Segmentation mask data
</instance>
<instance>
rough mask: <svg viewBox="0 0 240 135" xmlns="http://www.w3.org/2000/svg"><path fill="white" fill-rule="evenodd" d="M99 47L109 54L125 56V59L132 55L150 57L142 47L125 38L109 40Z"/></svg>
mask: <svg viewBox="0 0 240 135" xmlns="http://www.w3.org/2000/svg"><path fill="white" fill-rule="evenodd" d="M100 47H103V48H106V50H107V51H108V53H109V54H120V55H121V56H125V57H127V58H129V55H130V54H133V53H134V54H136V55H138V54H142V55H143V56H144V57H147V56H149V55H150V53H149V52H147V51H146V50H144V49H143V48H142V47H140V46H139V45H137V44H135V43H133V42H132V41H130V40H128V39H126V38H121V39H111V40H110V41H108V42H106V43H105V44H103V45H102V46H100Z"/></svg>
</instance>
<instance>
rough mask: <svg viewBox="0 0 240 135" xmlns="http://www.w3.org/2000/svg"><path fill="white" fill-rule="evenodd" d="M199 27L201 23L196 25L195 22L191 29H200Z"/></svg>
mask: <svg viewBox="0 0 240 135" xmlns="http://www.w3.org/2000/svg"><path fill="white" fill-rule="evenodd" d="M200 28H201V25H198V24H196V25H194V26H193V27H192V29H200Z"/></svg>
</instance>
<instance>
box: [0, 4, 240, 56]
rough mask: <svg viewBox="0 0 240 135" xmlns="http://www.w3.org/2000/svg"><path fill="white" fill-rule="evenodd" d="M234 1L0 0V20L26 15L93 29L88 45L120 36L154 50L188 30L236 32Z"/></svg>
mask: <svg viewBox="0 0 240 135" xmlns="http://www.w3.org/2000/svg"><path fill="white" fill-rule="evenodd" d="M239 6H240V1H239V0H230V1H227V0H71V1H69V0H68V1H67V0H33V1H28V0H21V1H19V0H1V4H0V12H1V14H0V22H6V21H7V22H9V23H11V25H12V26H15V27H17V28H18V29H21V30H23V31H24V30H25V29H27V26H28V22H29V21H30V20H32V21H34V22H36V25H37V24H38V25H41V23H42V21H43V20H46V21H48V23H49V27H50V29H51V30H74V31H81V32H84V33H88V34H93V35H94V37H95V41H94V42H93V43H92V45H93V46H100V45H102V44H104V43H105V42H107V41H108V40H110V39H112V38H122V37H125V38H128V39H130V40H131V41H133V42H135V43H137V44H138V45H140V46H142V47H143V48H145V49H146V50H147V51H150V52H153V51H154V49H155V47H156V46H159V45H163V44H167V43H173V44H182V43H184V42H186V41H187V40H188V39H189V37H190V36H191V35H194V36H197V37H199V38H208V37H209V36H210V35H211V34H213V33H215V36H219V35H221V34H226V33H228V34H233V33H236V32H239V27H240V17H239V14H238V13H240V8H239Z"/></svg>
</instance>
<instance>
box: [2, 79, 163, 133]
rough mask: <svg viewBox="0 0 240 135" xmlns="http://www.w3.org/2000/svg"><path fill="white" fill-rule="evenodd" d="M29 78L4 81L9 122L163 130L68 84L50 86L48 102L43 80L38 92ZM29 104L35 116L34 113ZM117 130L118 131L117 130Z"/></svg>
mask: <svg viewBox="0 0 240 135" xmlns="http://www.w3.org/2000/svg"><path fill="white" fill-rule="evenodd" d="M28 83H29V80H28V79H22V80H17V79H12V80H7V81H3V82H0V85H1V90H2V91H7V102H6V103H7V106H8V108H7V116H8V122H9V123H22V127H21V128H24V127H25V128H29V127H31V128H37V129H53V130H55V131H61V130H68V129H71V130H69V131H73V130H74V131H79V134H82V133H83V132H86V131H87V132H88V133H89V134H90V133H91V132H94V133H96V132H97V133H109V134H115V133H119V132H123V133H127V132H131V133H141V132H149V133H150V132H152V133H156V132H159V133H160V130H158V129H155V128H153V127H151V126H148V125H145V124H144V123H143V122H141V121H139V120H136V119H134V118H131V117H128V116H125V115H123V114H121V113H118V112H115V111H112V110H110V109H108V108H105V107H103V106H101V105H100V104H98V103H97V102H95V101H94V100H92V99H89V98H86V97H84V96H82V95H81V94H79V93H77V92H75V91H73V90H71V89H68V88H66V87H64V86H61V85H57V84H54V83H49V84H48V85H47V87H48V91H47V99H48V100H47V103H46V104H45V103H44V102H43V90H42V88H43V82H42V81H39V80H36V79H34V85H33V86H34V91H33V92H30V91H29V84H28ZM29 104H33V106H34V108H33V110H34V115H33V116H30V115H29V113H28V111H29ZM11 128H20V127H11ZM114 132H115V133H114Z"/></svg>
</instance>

Brief: Locate every line in the items above that contains the string "rough", and copy each of those lines in full.

Expected answer:
rough mask: <svg viewBox="0 0 240 135" xmlns="http://www.w3.org/2000/svg"><path fill="white" fill-rule="evenodd" d="M99 47L109 54L125 56V59L132 55L150 57L142 47L125 38L109 40Z"/></svg>
rough mask: <svg viewBox="0 0 240 135" xmlns="http://www.w3.org/2000/svg"><path fill="white" fill-rule="evenodd" d="M199 27L201 23L196 25L195 22L191 29H200Z"/></svg>
rough mask: <svg viewBox="0 0 240 135" xmlns="http://www.w3.org/2000/svg"><path fill="white" fill-rule="evenodd" d="M234 1L0 0V20L26 15L93 29L88 45L120 36L154 50L188 30L236 32Z"/></svg>
rough mask: <svg viewBox="0 0 240 135" xmlns="http://www.w3.org/2000/svg"><path fill="white" fill-rule="evenodd" d="M29 78L4 81L9 122L163 130L68 84L50 86L48 102L43 80L38 92ZM29 104L35 116L34 113ZM117 130L118 131L117 130Z"/></svg>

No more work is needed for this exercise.